• [Page excerpt]

Environmental Effects of Junk Mail The environmental impact of junk mail is substantial. In 1991, 62 million trees were cut for junk mail. Over 74,000 acres of trees were cut just for catalogs. In 1989, 63.7 billion pieces were sent, including 55 billion catalogs. This represents 7.4 billion pounds of junk mail. Pulp processing to produce paper for junk mail requires 25 billion gallons of water.(1)

Individually, an average of 41 pounds are sent to every adult. About 44 percent goes unread directly into the garbage(2) and 93 percent of junk mail will be discarded ultimately. Americans spend over $275 million to dispose of junk mail.(1) In one year a New York University marketing professor received 601 catalogs, including 26 catalogs from American Express and 24 catalogs from L.L. Bean.(3)

Junk mail is not very recyclable. In 1990, only 200,000 tons out of 3.8 million tons of junk mail were recycled.(3) Workers at a N.J. mill must sort from junk mail all the "shampoo samples, watches, T-shirts, tea bags and other surprises that don't make good paper." Heavy metals in colored inks do not degrade and eventually re-enter the environment. The Direct Marketing Association (DMA) claims trees are renewable, and argues "We see the real issue as landfills."(3) Junk mail is an estimated two percent of municipal solid waste.(3)

There is an environmental impact simply mailing all this mail around, primarily via motor vehicles. Mail trucks operate inefficiently, making constant starts and stops. After delivery, junk mail must still make at least one more trip to either a landfill, incinerator, or recycling center.

The environmental impact of ceaseless advertising of consumer products is the creation of a materialistic culture in which possession of consumer goods replaces human social interactions and spiritual development. There is no end to this materialistic spiral. People who define themselves by what they own will always desire that one new product, or replacements for all their old products, placing a continual demand on the environment. This materialism isolates people from each other, leaving them to entertain themselves with their "things," rather than engaging in constructive community-building.

Junk Mail as a Privacy Issue Privacy is a major concern, even to the average person. By July 1992, almost 2.5 million people had requested the DMA's Mail Preference Service, which removes a persons name from many national direct mail lists.4 In May 1990, when the New York Telephone Co. asked 6.3 million people if they wanted their names removed from a list that it intended to rent, some 800,000 responded affirmatively.(4)

People pay extra for unlisted phone numbers. Half of the residential telephone numbers in California are unlisted.(4) Objections to telephone solicitations led to passage of the Telephone Consumer Protection Act of 1991. Among its restrictions, the act prohibits solicitors from calling someone who asked not to be called again, and requires solicitors to maintain a list of those requesting not to be called.

However, privacy concerns reach beyond the nuisance of unsolicited mail or phone calls. Surviving relatives have been tormented by receiving new sources of unsolicited junk mail addressed to a lost and loved family member, even ten years after the family member has died.(4) The elderly fall prey to and are especially targeted by deceptive mail practices, prompting the passage of the Deceptive Mailings Prevention Act of 1990. American Express was exposed in 1992 for not only selling lists of cardmembers names, but for having disclosed the buying habits and preferences of individual cardmembers to merchants.(5)

• [Exercise details]
According to the junk mail excerpt above, how many catalogs did a New York University marketing professor receive in one year?

• [Records shown]

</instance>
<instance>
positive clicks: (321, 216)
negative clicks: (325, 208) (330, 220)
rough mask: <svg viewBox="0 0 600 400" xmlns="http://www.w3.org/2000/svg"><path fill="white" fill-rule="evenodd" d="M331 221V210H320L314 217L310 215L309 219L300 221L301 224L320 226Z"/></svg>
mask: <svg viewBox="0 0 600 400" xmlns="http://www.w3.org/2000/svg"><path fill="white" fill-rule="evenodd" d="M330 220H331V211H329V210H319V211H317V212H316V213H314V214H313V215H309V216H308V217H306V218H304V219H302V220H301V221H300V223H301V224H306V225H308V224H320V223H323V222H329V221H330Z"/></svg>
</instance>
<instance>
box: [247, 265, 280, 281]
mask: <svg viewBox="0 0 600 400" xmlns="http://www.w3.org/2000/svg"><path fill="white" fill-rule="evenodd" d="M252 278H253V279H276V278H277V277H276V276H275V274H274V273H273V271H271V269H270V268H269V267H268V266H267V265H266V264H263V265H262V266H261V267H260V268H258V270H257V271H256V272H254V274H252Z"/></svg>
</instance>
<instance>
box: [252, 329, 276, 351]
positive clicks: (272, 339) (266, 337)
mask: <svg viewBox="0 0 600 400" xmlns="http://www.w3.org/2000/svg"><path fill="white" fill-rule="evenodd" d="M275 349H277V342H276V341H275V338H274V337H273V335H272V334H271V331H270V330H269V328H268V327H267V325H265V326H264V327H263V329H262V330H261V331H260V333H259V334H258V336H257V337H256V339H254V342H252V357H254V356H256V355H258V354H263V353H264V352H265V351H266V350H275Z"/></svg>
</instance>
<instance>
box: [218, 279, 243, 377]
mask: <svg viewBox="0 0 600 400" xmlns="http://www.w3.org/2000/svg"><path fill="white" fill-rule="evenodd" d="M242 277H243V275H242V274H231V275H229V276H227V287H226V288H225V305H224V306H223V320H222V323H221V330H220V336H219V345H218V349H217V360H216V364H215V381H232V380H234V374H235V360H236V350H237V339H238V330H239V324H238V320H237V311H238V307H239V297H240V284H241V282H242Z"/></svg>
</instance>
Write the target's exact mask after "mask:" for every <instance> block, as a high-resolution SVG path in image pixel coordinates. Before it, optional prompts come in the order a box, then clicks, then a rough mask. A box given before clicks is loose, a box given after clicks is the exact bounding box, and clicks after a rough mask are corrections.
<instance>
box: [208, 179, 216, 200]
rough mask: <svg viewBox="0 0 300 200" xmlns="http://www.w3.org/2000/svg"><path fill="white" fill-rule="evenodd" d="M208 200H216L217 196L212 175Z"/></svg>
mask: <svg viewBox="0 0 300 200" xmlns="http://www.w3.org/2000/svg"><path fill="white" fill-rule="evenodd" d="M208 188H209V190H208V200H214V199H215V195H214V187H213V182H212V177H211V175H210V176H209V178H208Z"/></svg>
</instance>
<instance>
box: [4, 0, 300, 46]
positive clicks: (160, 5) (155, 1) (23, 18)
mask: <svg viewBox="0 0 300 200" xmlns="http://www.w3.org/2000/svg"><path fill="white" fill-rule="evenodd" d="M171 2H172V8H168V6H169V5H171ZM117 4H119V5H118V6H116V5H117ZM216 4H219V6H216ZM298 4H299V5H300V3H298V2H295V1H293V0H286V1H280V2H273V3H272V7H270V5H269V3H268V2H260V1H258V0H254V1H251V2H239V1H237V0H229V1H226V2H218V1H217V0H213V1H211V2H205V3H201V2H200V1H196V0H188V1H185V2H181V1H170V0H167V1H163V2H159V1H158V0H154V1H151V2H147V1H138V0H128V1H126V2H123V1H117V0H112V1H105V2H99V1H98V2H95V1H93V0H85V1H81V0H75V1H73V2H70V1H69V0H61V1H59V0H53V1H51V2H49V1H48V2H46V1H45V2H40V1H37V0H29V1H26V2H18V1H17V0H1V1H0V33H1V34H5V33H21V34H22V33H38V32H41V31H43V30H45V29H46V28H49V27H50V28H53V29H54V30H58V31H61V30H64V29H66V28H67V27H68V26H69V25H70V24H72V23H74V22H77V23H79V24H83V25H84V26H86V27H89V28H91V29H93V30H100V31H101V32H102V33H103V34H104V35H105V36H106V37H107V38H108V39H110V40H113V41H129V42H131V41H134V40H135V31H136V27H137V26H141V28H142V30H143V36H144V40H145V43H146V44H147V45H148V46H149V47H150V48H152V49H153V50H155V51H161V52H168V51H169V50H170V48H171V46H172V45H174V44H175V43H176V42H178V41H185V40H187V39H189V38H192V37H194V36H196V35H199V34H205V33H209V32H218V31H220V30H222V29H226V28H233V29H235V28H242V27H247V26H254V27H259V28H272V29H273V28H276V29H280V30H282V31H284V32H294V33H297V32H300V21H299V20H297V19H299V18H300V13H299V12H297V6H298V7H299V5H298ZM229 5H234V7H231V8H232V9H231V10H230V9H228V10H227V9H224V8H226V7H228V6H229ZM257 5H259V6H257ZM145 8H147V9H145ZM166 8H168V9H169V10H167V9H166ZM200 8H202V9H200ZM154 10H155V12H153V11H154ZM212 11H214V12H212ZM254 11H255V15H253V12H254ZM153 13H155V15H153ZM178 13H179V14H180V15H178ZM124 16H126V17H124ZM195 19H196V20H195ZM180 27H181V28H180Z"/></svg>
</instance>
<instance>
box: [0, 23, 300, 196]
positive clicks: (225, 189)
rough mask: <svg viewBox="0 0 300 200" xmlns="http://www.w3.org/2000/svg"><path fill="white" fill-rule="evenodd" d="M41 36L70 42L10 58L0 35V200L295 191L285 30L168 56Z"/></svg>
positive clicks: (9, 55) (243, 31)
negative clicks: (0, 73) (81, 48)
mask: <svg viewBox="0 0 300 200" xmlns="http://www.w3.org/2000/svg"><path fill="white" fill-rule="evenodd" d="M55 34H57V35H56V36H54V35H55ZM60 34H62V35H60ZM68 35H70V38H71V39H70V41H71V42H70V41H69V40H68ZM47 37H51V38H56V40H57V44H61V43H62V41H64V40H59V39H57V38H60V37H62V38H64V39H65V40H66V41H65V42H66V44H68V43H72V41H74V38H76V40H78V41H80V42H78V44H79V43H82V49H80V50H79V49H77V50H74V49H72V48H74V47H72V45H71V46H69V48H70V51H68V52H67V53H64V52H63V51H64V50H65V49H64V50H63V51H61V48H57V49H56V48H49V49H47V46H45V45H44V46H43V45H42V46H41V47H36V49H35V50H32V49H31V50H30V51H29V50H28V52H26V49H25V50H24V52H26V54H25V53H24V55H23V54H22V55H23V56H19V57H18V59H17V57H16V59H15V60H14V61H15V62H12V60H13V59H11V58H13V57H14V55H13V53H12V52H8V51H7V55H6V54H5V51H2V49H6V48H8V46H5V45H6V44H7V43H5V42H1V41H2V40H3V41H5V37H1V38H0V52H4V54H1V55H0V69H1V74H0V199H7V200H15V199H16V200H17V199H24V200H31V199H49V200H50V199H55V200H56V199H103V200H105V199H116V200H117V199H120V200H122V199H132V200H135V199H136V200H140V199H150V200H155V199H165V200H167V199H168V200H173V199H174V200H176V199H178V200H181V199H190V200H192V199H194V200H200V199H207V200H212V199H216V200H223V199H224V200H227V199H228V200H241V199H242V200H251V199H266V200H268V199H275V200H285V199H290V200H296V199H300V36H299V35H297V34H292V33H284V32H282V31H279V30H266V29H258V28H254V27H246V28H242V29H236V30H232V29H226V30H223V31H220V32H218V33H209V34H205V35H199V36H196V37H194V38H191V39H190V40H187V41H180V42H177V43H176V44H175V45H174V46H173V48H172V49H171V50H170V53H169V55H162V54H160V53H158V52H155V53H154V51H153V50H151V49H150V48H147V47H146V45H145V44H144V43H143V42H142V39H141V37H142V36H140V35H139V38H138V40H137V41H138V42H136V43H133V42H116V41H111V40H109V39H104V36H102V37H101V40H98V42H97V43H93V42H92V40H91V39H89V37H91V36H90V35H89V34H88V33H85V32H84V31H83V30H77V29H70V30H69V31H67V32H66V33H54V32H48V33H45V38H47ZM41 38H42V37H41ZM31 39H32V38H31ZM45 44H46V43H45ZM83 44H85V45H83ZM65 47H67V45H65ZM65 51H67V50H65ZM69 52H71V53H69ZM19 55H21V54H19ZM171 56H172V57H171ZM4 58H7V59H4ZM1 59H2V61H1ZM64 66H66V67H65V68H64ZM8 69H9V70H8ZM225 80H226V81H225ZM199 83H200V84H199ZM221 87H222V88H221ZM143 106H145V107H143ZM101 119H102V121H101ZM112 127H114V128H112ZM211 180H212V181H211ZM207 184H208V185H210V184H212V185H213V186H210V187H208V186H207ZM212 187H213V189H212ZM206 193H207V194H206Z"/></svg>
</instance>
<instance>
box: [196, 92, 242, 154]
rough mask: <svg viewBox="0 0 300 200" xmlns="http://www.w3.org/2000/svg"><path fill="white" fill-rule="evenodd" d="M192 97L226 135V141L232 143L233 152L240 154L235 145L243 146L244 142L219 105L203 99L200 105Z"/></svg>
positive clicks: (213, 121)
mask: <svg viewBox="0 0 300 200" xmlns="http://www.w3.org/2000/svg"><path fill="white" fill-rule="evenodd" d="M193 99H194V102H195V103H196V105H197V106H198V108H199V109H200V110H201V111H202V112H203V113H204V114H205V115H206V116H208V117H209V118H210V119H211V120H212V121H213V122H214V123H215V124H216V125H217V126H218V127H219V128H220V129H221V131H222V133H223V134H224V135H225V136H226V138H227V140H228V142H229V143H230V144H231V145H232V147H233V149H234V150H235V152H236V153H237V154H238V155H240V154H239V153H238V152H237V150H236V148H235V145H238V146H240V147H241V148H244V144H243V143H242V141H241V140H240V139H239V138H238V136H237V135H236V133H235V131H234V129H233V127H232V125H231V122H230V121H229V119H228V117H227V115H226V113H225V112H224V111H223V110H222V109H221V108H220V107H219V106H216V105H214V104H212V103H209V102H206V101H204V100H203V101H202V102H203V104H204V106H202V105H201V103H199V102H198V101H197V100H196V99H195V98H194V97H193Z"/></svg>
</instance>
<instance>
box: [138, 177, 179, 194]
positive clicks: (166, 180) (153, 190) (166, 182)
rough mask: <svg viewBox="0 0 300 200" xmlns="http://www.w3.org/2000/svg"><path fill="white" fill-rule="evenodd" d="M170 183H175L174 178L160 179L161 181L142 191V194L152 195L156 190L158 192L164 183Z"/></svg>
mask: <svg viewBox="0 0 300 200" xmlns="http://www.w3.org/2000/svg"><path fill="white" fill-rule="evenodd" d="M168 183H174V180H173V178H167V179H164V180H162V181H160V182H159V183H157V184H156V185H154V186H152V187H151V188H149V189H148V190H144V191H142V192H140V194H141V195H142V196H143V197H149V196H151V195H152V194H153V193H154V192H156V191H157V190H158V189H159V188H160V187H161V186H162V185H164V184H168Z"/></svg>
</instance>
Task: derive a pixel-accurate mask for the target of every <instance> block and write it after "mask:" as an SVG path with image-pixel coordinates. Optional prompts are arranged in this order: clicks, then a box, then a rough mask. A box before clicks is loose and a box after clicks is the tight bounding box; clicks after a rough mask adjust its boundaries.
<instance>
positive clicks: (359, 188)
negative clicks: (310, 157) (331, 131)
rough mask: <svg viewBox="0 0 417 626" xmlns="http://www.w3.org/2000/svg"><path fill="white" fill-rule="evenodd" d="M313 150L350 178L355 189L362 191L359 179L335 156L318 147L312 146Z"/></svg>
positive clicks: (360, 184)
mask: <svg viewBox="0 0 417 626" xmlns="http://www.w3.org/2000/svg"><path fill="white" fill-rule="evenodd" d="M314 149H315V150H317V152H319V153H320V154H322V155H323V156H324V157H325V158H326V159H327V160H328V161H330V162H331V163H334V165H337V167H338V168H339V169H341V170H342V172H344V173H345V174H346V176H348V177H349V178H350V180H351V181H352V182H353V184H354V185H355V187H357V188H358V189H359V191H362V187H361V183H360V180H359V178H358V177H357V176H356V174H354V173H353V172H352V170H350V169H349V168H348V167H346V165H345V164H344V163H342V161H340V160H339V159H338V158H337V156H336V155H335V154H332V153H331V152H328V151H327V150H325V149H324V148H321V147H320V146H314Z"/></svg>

• [Result below]
601 catalogs.